━━ Task inputs ━━

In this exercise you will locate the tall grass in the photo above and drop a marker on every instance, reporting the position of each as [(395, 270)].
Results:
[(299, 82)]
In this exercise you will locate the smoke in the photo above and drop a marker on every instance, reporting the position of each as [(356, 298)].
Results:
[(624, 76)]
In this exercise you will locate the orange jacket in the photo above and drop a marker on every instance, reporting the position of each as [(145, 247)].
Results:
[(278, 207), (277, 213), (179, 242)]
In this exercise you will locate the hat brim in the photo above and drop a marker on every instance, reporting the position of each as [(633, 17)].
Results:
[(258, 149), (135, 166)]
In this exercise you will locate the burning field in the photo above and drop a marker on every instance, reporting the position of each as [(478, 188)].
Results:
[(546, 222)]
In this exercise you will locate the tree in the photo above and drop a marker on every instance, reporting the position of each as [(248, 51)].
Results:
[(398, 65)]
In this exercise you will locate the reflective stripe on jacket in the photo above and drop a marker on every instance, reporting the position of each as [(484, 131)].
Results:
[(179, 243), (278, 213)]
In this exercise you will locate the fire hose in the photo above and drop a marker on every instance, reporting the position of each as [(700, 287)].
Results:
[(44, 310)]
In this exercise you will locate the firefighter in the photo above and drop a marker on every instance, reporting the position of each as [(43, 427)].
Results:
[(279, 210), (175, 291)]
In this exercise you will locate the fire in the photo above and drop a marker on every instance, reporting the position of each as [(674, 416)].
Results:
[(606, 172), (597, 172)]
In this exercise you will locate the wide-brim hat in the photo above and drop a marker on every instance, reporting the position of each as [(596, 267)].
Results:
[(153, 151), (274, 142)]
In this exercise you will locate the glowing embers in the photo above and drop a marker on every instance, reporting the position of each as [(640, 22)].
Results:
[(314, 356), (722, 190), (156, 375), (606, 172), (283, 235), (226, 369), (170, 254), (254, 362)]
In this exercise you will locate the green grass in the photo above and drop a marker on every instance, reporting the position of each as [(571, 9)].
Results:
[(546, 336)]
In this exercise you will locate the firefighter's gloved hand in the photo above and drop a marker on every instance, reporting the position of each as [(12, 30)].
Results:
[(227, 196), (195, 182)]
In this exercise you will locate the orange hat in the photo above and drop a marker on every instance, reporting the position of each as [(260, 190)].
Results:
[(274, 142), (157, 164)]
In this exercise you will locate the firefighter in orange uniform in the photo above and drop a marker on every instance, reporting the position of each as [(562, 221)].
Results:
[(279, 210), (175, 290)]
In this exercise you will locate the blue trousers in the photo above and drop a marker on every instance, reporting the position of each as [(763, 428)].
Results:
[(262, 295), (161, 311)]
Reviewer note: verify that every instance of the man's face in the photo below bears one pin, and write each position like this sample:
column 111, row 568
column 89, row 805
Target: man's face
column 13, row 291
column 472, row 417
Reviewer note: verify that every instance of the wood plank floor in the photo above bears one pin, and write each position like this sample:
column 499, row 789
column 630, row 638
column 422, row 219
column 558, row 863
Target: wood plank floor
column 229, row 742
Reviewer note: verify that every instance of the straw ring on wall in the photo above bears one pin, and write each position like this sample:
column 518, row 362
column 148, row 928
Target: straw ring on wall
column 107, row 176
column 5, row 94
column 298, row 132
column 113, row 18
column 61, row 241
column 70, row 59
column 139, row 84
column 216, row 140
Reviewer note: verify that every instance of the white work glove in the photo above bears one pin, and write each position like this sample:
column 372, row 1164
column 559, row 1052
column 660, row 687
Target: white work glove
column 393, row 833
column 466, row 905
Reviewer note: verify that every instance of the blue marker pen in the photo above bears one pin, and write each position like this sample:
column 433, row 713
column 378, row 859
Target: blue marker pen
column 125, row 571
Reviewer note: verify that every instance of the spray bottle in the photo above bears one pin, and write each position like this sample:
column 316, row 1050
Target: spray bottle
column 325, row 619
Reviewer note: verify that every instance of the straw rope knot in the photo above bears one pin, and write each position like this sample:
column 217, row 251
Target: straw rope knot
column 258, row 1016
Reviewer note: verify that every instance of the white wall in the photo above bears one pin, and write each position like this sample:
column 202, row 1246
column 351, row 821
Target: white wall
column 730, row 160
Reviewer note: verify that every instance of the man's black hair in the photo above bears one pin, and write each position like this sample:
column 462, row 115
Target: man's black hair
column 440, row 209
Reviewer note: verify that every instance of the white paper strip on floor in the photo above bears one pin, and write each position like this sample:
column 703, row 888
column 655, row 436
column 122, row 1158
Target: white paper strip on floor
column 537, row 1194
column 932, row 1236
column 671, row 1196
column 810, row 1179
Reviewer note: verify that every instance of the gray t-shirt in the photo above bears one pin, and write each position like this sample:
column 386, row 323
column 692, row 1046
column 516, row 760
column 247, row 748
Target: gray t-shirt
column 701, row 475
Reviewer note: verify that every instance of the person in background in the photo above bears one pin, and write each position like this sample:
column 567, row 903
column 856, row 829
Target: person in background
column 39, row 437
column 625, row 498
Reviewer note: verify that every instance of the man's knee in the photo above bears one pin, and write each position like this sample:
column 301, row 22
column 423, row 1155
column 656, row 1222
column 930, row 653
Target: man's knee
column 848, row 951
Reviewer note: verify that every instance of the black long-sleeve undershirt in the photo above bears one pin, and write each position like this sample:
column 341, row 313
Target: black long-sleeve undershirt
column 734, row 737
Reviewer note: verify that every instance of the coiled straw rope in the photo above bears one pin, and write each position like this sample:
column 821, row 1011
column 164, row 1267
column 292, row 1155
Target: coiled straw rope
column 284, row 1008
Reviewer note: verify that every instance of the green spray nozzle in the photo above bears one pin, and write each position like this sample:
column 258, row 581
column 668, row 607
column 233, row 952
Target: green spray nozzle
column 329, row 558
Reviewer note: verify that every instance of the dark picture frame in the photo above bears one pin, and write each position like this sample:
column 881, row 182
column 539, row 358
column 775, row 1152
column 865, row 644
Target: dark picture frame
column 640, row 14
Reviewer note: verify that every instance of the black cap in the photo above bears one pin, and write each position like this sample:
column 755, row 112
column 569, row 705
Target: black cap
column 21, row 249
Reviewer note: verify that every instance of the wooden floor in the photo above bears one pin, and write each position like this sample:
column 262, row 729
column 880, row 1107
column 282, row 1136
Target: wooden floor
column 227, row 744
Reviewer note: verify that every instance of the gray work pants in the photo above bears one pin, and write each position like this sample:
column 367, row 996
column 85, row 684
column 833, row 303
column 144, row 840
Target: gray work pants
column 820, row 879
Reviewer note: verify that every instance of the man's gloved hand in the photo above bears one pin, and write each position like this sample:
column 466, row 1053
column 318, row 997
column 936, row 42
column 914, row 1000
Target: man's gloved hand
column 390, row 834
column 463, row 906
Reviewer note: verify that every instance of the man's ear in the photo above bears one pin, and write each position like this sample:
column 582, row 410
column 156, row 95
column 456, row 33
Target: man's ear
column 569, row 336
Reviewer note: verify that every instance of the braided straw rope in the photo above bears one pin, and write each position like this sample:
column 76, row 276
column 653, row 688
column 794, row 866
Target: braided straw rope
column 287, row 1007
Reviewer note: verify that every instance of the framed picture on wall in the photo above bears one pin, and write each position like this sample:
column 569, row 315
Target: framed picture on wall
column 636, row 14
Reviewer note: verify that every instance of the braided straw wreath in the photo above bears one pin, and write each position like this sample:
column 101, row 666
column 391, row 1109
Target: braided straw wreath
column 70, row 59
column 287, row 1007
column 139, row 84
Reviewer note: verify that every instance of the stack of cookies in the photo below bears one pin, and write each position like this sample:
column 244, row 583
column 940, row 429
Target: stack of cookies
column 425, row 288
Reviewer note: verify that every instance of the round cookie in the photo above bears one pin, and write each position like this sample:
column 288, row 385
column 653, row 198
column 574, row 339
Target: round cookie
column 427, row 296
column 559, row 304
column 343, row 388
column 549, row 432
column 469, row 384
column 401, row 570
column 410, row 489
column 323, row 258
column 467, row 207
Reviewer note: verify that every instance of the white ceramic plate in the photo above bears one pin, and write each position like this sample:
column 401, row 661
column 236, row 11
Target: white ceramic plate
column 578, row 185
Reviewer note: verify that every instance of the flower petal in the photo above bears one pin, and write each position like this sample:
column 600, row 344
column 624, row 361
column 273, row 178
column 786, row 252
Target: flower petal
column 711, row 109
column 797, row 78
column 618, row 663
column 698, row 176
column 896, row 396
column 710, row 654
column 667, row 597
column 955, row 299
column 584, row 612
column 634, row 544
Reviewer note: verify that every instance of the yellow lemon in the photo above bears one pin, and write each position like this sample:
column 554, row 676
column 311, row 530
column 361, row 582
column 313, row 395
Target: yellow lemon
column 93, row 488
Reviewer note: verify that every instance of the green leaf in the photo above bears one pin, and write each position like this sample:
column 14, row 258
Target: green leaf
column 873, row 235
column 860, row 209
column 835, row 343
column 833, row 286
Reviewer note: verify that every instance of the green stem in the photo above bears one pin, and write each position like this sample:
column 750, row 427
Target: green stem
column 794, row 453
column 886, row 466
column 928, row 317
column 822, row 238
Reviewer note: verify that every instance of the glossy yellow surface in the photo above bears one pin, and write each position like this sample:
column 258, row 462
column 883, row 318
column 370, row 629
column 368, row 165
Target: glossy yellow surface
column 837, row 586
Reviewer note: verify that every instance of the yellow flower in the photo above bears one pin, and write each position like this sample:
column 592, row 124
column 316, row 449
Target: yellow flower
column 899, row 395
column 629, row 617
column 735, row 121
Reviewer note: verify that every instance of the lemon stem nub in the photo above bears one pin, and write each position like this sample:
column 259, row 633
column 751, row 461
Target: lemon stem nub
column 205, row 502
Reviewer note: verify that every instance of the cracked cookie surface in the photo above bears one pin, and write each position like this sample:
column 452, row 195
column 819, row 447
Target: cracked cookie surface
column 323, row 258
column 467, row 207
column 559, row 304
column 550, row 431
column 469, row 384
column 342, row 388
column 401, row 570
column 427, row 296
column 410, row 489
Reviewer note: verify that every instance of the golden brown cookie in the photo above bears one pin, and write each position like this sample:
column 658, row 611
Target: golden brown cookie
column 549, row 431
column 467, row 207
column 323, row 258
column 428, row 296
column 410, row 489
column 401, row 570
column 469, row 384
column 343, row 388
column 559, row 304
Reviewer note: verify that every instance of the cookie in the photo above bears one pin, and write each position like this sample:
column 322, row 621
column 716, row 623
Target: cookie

━━━

→ Task details
Each line holding the word "orange" must be pulled from the records.

→ Response to this exercise
In this exercise you will locate the orange jacket in the photo above and drop a marker on every instance, reporting the position of each as [(145, 247)].
In this exercise you will locate the orange hat in the photo above and drop a marker on every instance, reporting the position of each as [(260, 190)].
In this exercise you will locate the firefighter in orange uniform in the photo above and drop a marker on every instance, reporting the position of each as [(562, 221)].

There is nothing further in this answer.